* Begin *

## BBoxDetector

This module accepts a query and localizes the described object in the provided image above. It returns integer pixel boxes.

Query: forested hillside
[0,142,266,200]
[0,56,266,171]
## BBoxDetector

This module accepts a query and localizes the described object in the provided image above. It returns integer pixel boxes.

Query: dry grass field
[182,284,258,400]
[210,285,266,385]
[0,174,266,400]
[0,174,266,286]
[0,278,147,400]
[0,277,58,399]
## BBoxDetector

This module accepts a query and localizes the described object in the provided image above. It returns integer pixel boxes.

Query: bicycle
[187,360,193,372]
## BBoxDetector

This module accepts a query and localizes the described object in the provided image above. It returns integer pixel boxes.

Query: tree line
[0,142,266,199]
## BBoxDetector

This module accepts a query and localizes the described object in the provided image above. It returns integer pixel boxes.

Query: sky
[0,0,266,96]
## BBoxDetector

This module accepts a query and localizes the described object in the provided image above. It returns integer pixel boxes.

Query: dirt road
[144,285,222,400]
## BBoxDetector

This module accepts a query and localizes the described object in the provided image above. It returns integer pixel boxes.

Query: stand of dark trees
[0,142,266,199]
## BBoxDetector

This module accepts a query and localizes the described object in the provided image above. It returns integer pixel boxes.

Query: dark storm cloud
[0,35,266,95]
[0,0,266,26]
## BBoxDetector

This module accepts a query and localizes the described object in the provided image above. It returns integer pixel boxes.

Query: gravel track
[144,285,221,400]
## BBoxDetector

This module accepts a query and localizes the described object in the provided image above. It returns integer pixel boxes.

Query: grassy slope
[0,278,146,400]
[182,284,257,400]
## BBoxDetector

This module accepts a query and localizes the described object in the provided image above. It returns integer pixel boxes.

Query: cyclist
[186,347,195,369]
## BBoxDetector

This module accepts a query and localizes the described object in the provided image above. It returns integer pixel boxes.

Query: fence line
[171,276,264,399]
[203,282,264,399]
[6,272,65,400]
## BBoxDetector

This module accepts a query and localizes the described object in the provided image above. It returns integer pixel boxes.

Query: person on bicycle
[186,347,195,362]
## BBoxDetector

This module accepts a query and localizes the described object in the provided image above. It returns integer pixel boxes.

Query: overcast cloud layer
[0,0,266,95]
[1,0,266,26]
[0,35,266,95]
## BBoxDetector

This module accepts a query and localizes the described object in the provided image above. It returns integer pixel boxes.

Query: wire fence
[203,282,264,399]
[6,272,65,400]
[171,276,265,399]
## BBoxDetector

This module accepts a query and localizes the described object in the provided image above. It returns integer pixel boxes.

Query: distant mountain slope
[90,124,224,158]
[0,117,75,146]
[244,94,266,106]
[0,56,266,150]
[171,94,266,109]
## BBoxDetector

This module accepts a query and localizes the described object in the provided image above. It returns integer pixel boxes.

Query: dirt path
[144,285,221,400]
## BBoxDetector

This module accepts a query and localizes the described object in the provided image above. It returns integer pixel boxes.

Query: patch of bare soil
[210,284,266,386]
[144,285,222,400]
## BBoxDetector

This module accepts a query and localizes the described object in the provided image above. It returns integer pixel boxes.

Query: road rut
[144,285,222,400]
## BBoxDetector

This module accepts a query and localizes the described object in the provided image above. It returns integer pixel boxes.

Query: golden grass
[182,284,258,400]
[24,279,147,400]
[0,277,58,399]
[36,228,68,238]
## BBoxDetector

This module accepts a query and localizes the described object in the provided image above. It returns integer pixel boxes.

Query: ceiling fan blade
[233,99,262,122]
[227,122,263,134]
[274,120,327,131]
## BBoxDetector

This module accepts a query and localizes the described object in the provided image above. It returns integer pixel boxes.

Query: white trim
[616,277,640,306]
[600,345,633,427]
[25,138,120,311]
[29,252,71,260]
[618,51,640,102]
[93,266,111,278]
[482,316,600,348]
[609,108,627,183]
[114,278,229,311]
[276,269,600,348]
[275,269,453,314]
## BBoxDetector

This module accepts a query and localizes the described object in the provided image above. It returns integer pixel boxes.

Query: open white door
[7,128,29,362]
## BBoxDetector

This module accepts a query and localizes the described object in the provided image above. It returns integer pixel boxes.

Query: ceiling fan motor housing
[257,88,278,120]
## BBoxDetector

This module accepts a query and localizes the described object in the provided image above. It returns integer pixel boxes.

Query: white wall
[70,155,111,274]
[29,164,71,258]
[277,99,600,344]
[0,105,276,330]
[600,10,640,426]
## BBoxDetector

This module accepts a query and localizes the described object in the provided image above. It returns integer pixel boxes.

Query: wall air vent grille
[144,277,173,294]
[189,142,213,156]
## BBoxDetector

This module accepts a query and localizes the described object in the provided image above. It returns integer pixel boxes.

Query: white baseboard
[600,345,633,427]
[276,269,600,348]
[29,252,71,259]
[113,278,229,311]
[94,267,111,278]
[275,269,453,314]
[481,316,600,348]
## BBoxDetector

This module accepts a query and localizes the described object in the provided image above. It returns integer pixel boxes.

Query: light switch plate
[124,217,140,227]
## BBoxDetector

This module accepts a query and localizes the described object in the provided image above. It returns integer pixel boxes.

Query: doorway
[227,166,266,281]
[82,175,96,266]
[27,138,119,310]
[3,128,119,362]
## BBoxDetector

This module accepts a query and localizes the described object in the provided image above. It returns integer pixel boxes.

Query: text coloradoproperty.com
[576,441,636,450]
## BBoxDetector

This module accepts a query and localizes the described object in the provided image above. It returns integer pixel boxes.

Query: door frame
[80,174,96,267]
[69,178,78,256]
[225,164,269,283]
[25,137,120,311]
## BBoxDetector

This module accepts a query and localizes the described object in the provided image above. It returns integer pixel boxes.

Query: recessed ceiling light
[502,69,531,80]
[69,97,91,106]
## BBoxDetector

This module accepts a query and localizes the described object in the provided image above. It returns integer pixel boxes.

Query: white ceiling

* End *

» **WHAT IS BEING ASKED**
Pull out each line of the items above that contains the word "cloud", copying it unchanged.

» **CORRECT ANSWER**
Query: dark storm cloud
Query: overcast cloud layer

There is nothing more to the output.